Records from a dataset
%%

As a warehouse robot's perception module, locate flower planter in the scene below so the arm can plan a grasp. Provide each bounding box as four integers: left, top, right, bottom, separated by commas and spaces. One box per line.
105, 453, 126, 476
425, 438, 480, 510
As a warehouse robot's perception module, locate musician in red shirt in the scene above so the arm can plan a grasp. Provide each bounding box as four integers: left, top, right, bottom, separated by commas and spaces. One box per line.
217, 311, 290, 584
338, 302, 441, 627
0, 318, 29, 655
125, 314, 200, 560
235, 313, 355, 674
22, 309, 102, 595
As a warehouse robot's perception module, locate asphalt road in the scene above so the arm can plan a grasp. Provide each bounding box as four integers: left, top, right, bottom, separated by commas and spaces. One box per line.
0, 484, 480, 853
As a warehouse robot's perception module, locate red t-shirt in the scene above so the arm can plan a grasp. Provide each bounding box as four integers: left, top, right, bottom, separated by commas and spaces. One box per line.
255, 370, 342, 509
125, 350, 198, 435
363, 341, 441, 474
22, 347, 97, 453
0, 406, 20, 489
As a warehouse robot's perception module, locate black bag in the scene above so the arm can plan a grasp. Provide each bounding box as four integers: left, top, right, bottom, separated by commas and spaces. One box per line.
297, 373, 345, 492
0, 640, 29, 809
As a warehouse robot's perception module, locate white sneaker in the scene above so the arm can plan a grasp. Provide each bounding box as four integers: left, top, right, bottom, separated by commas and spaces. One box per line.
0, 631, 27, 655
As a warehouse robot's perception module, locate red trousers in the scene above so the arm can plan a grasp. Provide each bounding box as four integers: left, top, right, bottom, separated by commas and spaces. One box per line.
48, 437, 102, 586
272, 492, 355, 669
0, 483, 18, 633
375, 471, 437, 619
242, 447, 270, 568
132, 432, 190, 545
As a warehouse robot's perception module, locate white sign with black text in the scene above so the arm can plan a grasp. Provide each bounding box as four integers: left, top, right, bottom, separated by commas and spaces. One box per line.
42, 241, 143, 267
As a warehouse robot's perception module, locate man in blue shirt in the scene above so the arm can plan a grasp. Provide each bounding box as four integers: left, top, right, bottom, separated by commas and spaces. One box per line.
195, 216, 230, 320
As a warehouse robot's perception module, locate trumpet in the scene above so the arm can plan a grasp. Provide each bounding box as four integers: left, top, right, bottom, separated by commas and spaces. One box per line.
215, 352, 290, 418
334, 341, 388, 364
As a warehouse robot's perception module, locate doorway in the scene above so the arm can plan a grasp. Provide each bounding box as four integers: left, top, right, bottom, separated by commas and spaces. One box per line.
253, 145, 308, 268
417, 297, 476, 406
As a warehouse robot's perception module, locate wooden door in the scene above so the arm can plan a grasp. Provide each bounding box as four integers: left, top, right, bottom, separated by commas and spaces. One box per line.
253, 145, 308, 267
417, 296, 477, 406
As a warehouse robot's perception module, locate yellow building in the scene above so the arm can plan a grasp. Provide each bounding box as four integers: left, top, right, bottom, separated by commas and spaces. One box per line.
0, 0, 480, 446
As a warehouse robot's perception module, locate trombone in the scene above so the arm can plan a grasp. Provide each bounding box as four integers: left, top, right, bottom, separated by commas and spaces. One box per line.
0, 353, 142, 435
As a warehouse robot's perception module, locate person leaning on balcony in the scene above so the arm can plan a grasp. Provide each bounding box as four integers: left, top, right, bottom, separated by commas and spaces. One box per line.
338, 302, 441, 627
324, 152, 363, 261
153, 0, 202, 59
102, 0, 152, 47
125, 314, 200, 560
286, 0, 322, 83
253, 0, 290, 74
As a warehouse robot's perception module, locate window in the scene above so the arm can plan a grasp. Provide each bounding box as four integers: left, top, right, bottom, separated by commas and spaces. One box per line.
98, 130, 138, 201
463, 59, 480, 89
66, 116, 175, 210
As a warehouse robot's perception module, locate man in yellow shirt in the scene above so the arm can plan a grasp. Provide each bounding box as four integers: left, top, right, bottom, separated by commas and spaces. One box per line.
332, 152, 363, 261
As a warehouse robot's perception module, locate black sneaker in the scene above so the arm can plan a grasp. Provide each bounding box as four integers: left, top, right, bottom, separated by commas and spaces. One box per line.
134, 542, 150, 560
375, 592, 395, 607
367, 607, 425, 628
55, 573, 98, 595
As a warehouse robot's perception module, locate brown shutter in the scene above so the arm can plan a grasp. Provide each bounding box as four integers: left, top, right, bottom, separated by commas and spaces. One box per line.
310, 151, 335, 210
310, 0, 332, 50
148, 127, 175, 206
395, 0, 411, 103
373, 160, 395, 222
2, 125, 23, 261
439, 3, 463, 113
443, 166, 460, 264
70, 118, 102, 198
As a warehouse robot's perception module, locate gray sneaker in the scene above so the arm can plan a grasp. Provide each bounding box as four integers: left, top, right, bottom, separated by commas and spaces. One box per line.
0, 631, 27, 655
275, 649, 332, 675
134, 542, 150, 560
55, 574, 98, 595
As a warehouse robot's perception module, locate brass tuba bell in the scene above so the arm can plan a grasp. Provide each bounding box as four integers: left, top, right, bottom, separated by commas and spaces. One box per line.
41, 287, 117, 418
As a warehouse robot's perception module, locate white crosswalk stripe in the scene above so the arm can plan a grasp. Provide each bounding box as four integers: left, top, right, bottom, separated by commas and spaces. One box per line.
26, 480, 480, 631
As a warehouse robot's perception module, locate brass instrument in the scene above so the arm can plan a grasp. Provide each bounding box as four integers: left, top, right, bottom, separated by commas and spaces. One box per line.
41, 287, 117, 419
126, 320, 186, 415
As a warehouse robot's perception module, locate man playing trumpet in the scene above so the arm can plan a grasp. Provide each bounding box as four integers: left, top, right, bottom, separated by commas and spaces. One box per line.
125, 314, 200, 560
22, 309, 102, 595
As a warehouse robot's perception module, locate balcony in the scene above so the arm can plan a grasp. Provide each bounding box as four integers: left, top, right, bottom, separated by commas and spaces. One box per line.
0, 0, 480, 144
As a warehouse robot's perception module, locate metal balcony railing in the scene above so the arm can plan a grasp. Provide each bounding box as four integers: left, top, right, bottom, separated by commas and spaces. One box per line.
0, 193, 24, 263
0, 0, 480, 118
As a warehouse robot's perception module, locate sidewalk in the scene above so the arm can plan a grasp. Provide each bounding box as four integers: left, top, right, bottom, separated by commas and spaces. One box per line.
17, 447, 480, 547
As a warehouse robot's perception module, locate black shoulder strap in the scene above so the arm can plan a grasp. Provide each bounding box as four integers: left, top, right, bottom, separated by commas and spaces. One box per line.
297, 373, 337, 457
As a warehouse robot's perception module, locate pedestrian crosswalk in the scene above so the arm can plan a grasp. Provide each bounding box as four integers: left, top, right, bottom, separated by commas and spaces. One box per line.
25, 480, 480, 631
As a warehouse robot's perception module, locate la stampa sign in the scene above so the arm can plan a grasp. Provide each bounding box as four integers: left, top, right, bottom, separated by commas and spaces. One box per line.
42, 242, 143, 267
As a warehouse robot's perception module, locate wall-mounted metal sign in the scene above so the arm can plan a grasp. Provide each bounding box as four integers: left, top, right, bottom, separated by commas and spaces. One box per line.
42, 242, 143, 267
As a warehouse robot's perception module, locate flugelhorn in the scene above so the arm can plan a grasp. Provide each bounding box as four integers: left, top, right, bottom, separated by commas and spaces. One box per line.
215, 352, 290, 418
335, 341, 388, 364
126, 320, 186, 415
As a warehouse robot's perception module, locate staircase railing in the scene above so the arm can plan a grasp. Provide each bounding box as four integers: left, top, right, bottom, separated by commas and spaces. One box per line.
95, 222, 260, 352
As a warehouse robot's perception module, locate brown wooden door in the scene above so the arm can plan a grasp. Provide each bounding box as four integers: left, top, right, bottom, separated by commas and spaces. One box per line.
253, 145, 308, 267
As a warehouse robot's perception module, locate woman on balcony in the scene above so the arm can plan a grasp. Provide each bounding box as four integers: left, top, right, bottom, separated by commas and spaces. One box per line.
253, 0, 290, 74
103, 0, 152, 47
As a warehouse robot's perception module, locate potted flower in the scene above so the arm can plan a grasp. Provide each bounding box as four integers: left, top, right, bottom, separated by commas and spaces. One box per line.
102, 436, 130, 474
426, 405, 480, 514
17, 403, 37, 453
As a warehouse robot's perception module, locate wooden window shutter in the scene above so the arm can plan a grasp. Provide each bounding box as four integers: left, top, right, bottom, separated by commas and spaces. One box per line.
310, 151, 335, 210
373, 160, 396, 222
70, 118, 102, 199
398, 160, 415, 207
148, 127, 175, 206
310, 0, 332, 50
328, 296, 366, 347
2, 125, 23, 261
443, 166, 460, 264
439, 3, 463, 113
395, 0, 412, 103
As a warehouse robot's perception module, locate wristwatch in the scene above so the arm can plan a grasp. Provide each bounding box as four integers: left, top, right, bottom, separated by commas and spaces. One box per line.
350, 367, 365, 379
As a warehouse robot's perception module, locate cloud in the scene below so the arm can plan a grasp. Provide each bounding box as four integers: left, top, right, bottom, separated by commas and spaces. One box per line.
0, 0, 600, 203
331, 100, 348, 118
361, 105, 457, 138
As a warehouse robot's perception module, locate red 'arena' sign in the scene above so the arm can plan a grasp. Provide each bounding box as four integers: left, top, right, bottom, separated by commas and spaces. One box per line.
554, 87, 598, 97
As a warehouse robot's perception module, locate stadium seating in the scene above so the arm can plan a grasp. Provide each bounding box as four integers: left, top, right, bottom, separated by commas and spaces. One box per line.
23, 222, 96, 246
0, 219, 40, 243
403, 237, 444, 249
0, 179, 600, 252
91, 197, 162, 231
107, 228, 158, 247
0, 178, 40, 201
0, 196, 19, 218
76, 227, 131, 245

%%
%%

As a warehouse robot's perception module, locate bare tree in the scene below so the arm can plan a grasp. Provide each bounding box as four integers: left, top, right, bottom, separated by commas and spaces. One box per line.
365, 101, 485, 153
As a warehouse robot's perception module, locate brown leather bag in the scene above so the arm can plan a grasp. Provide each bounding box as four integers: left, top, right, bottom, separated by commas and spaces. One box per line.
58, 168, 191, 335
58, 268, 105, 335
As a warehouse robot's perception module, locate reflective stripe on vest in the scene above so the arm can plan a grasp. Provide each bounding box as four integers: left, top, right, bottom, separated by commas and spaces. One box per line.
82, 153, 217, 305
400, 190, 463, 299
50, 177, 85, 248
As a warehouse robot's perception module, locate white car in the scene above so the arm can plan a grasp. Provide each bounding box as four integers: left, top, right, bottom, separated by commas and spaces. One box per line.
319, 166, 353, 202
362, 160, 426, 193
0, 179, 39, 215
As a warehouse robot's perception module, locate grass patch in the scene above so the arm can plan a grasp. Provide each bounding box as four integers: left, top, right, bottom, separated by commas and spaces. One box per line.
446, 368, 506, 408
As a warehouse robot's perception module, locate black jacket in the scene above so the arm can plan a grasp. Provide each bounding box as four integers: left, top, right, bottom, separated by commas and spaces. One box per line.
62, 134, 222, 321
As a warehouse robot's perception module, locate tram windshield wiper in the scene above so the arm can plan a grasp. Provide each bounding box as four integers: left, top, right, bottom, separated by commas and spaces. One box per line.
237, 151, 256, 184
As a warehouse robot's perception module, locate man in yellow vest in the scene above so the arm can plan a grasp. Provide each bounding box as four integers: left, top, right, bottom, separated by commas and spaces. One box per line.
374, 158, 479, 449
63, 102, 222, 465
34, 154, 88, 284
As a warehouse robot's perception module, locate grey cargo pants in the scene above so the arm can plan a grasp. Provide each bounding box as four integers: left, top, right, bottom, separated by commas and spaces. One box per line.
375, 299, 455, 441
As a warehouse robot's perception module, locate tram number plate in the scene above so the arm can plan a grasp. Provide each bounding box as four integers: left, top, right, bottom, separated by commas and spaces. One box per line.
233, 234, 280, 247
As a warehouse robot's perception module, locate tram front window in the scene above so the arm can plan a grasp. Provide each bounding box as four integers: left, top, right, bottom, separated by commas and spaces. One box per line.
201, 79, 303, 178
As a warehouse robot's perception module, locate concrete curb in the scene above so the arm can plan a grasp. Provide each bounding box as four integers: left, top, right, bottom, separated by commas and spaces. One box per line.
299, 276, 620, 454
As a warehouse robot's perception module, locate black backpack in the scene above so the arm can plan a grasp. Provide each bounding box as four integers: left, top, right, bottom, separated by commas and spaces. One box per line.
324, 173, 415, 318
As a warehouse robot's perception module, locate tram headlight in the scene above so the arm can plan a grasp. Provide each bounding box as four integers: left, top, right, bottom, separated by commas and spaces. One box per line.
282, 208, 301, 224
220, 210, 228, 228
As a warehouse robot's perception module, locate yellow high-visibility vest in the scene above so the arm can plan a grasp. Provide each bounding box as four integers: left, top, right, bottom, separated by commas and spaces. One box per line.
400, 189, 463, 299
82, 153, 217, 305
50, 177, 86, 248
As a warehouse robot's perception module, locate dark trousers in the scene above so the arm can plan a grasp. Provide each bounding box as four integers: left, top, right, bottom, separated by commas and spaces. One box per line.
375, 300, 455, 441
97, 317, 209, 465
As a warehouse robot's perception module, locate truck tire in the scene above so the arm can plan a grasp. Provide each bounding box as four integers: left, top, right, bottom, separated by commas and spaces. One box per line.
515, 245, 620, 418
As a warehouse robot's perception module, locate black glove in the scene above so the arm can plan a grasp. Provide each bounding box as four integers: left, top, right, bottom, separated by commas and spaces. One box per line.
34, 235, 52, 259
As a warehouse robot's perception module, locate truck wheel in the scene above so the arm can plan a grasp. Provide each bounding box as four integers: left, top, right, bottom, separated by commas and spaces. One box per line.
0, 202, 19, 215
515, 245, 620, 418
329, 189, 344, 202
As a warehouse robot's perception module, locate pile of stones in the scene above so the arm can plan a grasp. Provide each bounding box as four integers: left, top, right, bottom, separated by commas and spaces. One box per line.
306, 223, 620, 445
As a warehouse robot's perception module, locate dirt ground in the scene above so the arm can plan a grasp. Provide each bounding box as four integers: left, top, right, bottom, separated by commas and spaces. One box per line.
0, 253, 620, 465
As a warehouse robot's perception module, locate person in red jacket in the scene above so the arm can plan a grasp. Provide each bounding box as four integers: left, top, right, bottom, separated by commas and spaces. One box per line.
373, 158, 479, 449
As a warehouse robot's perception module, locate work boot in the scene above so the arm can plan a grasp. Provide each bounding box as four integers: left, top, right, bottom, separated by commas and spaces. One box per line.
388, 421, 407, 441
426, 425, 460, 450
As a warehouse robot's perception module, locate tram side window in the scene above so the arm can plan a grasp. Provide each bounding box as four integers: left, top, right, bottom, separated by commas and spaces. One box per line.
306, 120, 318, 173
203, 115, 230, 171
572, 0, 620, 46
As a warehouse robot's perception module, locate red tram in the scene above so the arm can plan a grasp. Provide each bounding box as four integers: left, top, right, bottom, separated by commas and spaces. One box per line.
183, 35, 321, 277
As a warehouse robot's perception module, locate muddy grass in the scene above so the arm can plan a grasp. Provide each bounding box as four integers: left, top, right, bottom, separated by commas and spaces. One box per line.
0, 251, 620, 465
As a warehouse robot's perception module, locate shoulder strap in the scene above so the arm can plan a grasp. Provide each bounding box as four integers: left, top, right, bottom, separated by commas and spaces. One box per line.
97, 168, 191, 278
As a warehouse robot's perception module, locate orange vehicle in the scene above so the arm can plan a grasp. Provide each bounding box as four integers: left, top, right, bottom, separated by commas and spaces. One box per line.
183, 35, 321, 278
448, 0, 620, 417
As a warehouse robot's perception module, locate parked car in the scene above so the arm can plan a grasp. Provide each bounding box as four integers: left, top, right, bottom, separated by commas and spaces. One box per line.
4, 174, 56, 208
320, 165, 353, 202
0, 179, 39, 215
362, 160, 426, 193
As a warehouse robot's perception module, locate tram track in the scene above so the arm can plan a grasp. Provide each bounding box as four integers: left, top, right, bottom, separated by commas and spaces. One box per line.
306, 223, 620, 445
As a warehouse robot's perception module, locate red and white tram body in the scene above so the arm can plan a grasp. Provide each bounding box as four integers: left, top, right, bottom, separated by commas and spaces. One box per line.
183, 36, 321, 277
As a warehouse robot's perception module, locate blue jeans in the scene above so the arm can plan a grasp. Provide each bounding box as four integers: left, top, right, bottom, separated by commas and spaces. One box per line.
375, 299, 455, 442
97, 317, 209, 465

%%

▶ **Given problem**
Reproduce verbatim the part of the records that opens with the line containing "As a warehouse robot's perception module, locate flower" and closes with the line containing "425, 438, 480, 510", including both of those lines.

▶ **Exercise answer**
As a warehouse robot's perception module, locate flower planter in the scene below so the arm can plan a grasp. Provide each bounding box as four integers: left, top, right, bottom, separated by commas and spaces. One box per line.
105, 453, 126, 476
425, 438, 480, 510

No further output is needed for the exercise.